(Region labeling data)
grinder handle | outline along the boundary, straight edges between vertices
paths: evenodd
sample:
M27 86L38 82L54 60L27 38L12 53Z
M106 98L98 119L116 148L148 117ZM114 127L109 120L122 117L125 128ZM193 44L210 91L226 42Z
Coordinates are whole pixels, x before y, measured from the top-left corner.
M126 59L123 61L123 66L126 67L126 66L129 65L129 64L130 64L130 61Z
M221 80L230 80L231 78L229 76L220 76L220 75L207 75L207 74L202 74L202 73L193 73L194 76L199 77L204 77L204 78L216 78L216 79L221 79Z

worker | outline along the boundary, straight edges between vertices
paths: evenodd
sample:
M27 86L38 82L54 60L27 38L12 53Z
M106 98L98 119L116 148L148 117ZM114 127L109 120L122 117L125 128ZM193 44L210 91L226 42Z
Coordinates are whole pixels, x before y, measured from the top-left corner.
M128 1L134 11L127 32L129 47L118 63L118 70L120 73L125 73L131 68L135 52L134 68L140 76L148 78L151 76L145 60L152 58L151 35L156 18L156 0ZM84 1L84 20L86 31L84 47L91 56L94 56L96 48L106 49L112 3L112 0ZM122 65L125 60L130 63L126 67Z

* Work to complete *
Present every line of the data above as a numbered list, skipping any blank lines.

* The output *
1. grinder handle | outline along the boundary, straight edges between vertices
2. paths: evenodd
3. sample:
4. M27 86L38 82L54 60L27 38L12 53Z
5. M106 98L98 119L116 148L148 117ZM114 127L109 120L122 117L125 128ZM193 44L210 91L226 42Z
6. Coordinates are whole pixels, x before y, measured from the top-left corner.
7. M126 59L123 61L123 66L126 67L126 66L129 65L129 64L130 64L130 61Z
8. M221 80L230 80L231 78L229 76L220 76L220 75L207 75L207 74L202 74L202 73L193 73L194 76L199 77L204 77L204 78L216 78L216 79L221 79Z
9. worker | outline along the boundary, straight edges between vertices
10. paths: evenodd
11. sample:
12. M27 86L38 82L54 60L27 38L12 53Z
13. M106 98L98 119L116 148L148 117ZM114 127L109 120L122 117L125 128ZM193 44L210 91L226 42Z
14. Coordinates are whole pixels, x before y, measured from the top-left corner.
15. M128 1L134 11L127 32L129 47L118 63L118 70L120 73L125 73L131 68L135 52L134 68L140 76L148 78L151 76L145 60L152 58L151 35L156 18L156 0ZM84 1L84 20L86 31L84 47L91 56L94 56L96 48L106 49L112 3L112 0ZM122 65L125 60L130 63L126 67Z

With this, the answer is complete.